- _EXERCISE_
Reproduce verbatim only the stretch of items below that runs from the line containing "Where can the cluster" through the last line of the items, with both ends included.

- _TASK DATA_
** BEGIN **

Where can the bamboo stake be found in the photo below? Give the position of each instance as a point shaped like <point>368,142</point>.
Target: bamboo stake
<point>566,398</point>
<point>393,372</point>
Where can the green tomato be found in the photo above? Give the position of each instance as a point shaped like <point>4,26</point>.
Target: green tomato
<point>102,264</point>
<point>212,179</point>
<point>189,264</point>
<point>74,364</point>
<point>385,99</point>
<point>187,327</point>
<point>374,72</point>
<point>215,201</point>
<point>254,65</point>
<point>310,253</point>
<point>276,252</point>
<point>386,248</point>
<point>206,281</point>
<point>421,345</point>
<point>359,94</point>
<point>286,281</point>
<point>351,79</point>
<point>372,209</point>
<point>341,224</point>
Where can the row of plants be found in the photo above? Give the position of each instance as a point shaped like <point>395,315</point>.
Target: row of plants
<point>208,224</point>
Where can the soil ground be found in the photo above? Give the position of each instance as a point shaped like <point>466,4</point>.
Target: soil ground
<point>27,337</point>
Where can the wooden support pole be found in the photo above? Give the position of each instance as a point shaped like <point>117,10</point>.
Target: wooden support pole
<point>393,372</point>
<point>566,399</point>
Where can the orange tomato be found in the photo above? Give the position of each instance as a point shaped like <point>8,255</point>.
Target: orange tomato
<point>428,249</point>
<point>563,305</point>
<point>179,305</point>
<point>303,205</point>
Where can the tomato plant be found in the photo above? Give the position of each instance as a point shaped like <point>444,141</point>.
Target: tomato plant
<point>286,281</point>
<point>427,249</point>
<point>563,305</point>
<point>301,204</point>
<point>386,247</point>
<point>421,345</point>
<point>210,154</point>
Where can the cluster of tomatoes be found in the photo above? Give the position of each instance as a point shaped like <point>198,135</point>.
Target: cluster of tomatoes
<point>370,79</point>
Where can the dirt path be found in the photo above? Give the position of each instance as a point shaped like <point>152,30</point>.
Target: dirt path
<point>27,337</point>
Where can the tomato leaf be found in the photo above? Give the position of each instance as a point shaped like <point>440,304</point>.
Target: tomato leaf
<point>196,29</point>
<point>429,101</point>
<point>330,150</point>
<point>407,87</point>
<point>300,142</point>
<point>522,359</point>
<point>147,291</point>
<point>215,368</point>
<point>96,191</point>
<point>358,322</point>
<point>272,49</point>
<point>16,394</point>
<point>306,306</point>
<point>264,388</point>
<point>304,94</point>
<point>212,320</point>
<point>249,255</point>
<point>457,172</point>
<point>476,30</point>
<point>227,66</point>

** END **

- _THE RESPONSE_
Where can the cluster of tomatoes be found in the photo above? Give the position of each instance as a point shaped like <point>198,135</point>.
Target: cluster of tomatoes
<point>370,79</point>
Where can the dirt path be found in the photo above? Give the position of each instance as a point shaped like <point>152,30</point>.
Target: dirt path
<point>27,337</point>
Where can the tomato leaf be found in the photo above? Give the position of each instance as a point shaped like <point>440,304</point>.
Target: tomato leaf
<point>196,29</point>
<point>429,101</point>
<point>330,150</point>
<point>407,87</point>
<point>300,142</point>
<point>522,359</point>
<point>147,291</point>
<point>215,368</point>
<point>96,191</point>
<point>358,322</point>
<point>272,49</point>
<point>16,394</point>
<point>306,306</point>
<point>264,388</point>
<point>304,94</point>
<point>212,320</point>
<point>249,255</point>
<point>457,172</point>
<point>476,30</point>
<point>227,66</point>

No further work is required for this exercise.